SET TASKS:
1. In the interview excerpt on school phone policies, what did the librarian say happened to the number of books checked out?
2. Copy the interview excerpt on school phone policies, beginning at the words "So those are" and stopping after "the longitudinal data?", and swap "summer" for "fall".

PASSAGE SHOWN:
# # # #
The hallway locker policy did quite well on both of these metrics, which we saw in every state.
As a psychologist who studies psychological distance, it makes sense. As a kid, your phone is not in your pocket or your lap. It’s not in your backpack. It’s not even in the classroom. It’s in your hallway locker, which might be down the hall, could be on another floor. It’s also behind a lock, right?
So those are the emerging findings. The ambition is to do the longitudinal analysis before the end of this coming summer, given how policy urgent it is, and to map all of this data to changes in outcomes. But those preliminary findings are quite provocative.
Are there findings that you’re expecting to see when you look at the longitudinal data?
There’s been a recent working paper by David Figlio and Umut Özek, economists who studied one school district in Florida, showing some small measurable effects on test scores. That district went to a bell-to-bell, no-show policy.
We are expecting that stricter policies are going to lead to better outcomes. We have enough data to look at outlier schools where there’s a consensus among the educators who fill in this anonymous questionnaire that their school phone policy is getting it just right, that their students are on task.
One of these outliers, Skyler Colfax Middle School in Wayne, New Jersey, is a public middle school. Its principal is Heather Weinstein. It’s a bell-to-bell school, and it’s a hallway locker-only school. I went to go see it. At the beginning of the day, the announcement comes over: It’s time for us all to put our phones away. Literally, every kid is putting their phone in their hallway locker for the whole day.
CBS News came and they interviewed some kids who were like, it’s amazing. The librarian said the number of books that are being checked out nearly doubled because the kids don’t have anything else to do. They’re not on their phones, so they’re reading.
# # # #
Pointing items:
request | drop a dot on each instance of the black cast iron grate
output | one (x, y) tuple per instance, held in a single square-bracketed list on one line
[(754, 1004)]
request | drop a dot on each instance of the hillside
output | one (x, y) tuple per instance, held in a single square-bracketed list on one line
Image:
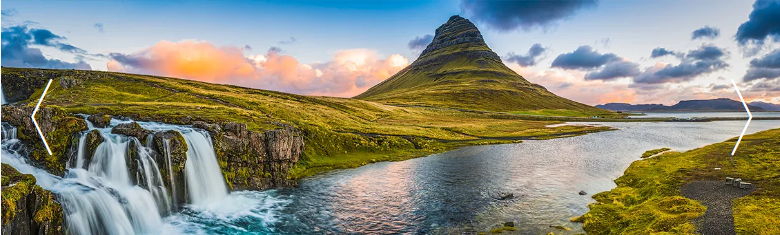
[(458, 70), (766, 106), (338, 132), (713, 105)]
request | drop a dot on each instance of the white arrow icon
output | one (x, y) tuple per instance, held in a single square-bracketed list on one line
[(750, 117), (36, 123)]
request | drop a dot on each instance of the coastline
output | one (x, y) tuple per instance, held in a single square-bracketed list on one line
[(648, 196)]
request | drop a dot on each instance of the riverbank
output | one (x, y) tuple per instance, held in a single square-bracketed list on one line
[(648, 196)]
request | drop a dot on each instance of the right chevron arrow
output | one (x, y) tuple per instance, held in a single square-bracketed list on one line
[(750, 117)]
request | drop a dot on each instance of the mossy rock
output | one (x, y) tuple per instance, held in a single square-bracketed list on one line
[(99, 120), (28, 208), (94, 139)]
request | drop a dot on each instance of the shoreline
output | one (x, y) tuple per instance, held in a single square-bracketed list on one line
[(648, 197)]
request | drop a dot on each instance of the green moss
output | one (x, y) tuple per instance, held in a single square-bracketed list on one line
[(647, 198), (653, 152), (338, 132)]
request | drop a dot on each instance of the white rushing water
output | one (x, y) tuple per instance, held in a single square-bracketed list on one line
[(100, 197)]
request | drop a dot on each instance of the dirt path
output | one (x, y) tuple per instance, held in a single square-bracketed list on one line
[(717, 196)]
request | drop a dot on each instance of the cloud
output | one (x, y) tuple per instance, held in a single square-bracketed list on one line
[(767, 67), (349, 73), (614, 70), (706, 52), (290, 41), (275, 49), (530, 58), (526, 15), (770, 60), (10, 12), (585, 57), (16, 42), (419, 43), (99, 27), (759, 73), (660, 52), (703, 60), (763, 22), (705, 32)]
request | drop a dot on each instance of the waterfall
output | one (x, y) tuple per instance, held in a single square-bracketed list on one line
[(2, 95), (205, 182), (105, 198)]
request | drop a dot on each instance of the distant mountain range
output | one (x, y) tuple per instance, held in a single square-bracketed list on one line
[(766, 106), (713, 105), (459, 70)]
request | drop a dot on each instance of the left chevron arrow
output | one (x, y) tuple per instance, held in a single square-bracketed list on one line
[(36, 123)]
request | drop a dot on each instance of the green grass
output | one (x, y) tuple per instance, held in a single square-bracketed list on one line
[(470, 76), (650, 153), (647, 198), (338, 132)]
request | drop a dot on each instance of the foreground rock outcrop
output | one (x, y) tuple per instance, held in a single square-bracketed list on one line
[(28, 208), (253, 160), (62, 131)]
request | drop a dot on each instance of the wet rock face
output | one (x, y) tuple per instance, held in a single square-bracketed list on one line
[(456, 31), (99, 120), (27, 208), (61, 130), (253, 160), (172, 157), (131, 129), (94, 138)]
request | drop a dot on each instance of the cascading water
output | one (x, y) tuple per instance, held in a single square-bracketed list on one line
[(104, 198), (204, 178)]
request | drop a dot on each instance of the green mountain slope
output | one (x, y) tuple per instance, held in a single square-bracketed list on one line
[(338, 132), (458, 70)]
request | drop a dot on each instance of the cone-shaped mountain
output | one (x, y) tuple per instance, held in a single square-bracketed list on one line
[(458, 70)]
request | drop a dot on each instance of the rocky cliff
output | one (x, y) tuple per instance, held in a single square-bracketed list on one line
[(458, 70), (27, 208), (62, 131)]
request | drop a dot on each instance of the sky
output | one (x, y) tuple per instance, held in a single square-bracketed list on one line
[(590, 51)]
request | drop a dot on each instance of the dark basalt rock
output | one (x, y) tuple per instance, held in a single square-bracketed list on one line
[(256, 160), (94, 138), (61, 129), (99, 120), (132, 129), (171, 143), (28, 208)]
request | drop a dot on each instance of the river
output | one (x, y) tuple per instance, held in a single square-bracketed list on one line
[(451, 192)]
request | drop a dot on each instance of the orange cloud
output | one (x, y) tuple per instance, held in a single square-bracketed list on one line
[(349, 73)]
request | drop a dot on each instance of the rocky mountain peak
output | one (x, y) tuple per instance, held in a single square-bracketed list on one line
[(456, 31)]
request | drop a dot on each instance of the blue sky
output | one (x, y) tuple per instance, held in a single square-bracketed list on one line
[(378, 34)]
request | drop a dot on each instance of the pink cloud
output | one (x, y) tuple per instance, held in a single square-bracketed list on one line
[(350, 72)]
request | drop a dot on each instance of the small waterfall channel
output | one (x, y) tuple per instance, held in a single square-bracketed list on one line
[(101, 195)]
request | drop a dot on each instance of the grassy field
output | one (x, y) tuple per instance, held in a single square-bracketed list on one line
[(339, 132), (467, 74), (647, 198)]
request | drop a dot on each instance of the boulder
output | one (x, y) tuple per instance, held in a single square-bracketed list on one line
[(28, 208), (99, 120), (253, 160), (66, 82), (94, 138), (59, 128), (172, 157), (132, 129)]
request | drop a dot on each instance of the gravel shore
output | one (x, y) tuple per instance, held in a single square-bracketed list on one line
[(717, 196)]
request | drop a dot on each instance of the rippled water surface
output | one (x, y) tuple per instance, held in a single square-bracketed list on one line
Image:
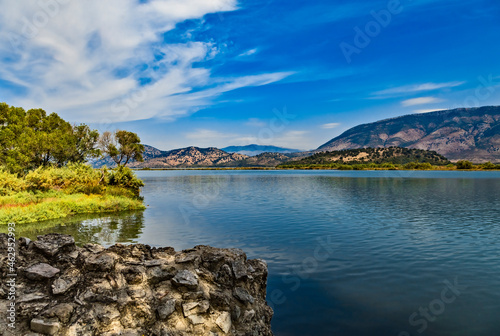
[(350, 253)]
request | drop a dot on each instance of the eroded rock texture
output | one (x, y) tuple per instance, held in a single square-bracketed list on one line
[(130, 290)]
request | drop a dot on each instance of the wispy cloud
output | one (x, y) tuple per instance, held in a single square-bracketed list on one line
[(427, 111), (330, 125), (420, 101), (248, 53), (117, 68), (418, 88), (256, 122)]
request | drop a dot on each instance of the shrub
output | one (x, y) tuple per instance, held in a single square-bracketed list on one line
[(489, 165), (124, 177), (464, 164), (10, 183)]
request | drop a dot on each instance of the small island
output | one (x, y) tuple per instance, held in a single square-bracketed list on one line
[(44, 170)]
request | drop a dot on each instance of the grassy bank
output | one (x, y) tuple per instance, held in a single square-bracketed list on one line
[(50, 193)]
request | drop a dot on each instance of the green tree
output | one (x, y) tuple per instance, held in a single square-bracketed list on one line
[(30, 139), (122, 146)]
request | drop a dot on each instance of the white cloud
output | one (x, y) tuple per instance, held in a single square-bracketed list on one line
[(212, 138), (83, 59), (248, 53), (418, 88), (256, 122), (420, 101), (330, 125)]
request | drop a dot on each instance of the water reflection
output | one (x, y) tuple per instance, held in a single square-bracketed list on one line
[(108, 229)]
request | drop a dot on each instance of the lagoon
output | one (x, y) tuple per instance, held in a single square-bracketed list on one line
[(350, 253)]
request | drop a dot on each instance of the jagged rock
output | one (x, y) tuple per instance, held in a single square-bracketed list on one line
[(46, 327), (186, 278), (242, 295), (41, 271), (166, 309), (103, 262), (224, 322), (137, 290), (62, 312), (51, 244)]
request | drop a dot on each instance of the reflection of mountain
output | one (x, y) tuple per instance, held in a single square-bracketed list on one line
[(104, 229)]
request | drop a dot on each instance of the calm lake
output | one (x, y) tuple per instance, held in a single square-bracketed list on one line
[(350, 253)]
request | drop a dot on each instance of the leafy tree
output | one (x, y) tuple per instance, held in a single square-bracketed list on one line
[(464, 164), (122, 146), (30, 139)]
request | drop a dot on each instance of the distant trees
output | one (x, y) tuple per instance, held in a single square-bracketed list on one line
[(464, 164), (122, 146), (33, 138)]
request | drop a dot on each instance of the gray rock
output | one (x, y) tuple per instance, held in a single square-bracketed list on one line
[(239, 269), (166, 309), (185, 258), (51, 244), (31, 297), (104, 262), (186, 279), (196, 319), (62, 312), (46, 327), (243, 295), (224, 322), (41, 271)]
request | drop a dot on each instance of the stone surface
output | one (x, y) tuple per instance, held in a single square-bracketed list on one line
[(224, 322), (186, 278), (136, 290), (46, 327), (41, 271), (166, 309)]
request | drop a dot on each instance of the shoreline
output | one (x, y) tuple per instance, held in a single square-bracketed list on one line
[(304, 168)]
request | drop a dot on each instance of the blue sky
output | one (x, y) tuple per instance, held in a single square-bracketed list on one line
[(227, 72)]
# # # #
EXPECTED OUTPUTS:
1. It nearly doubled.

2.
So those are the emerging findings. The ambition is to do the longitudinal analysis before the end of this coming fall, given how policy urgent it is, and to map all of this data to changes in outcomes. But those preliminary findings are quite provocative.
Are there findings that you’re expecting to see when you look at the longitudinal data?